**PROVIDED TEXT**
══════

On Fri, Mar 04, 2016 at 01:11:47PM +0100, Phil Sutter wrote:
> Signed-off-by: Phil Sutter <phil@nwl.cc>

great to see TC doc!
Few comments:

> +TC, the Traffic Control utility, has been there for a very long time - forever
> +in my humble perception. It is still (and has ever been if I'm not mistaken) the
> +only tool to configure QoS in Linux.

please make the doc less subjective. The above paragraph can be removed.

> +\section*{Conclusion}
> +
> +My personal impression is that although the \cmd{tc} utility is an absolute
> +necessity for anyone aiming at doing QoS in Linux professionally, there are way
> +too many loose ends and trip wires present in it's environment. Contributing to
> +this is the fact, that much of the non-essential functionality is redundantly
> +available in netfilter. Another problem which adds weight to the first one is a
> +general lack of documentation. Of course, there are many HOWTOs and guides in
> +the internet, but since it's often not clear how up to date these are, I prefer
> +the usual resources such as man or info pages. Surely nothing one couldn't fix
> +in hindsight, but quality certainly suffers if the original author of the code
> +does not or can not contribute to that.

══════

Collected data entries:
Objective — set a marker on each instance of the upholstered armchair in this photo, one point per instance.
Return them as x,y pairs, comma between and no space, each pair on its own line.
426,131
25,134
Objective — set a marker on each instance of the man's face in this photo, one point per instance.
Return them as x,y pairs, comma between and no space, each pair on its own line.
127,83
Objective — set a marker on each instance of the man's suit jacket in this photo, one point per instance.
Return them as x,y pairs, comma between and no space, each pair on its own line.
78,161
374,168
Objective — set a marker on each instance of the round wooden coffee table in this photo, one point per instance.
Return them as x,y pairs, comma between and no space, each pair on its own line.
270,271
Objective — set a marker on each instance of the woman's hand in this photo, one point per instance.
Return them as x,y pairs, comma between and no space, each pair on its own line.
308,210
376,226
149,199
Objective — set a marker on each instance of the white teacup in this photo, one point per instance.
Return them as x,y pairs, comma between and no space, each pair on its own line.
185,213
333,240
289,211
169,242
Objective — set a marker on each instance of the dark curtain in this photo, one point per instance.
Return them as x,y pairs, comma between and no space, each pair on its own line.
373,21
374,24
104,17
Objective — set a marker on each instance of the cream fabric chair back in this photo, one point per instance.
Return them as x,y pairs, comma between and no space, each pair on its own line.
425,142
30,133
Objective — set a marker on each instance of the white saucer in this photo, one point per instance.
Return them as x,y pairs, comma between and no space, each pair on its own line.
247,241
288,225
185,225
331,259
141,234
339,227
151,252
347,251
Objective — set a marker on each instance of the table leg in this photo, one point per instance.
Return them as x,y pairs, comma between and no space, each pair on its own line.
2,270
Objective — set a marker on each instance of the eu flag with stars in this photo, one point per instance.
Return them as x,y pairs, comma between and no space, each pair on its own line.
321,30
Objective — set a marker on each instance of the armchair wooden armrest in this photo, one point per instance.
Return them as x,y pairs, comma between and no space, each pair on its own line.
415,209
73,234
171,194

══════

**WHAT TO PRODUCE**
In the TC documentation review, what does the reviewer say about the paragraph calling TC the only tool to configure QoS in Linux? The listing has no connection to the TC documentation review.

**RESPONSE**
The reviewer says it can be removed and asks that the document be made less subjective.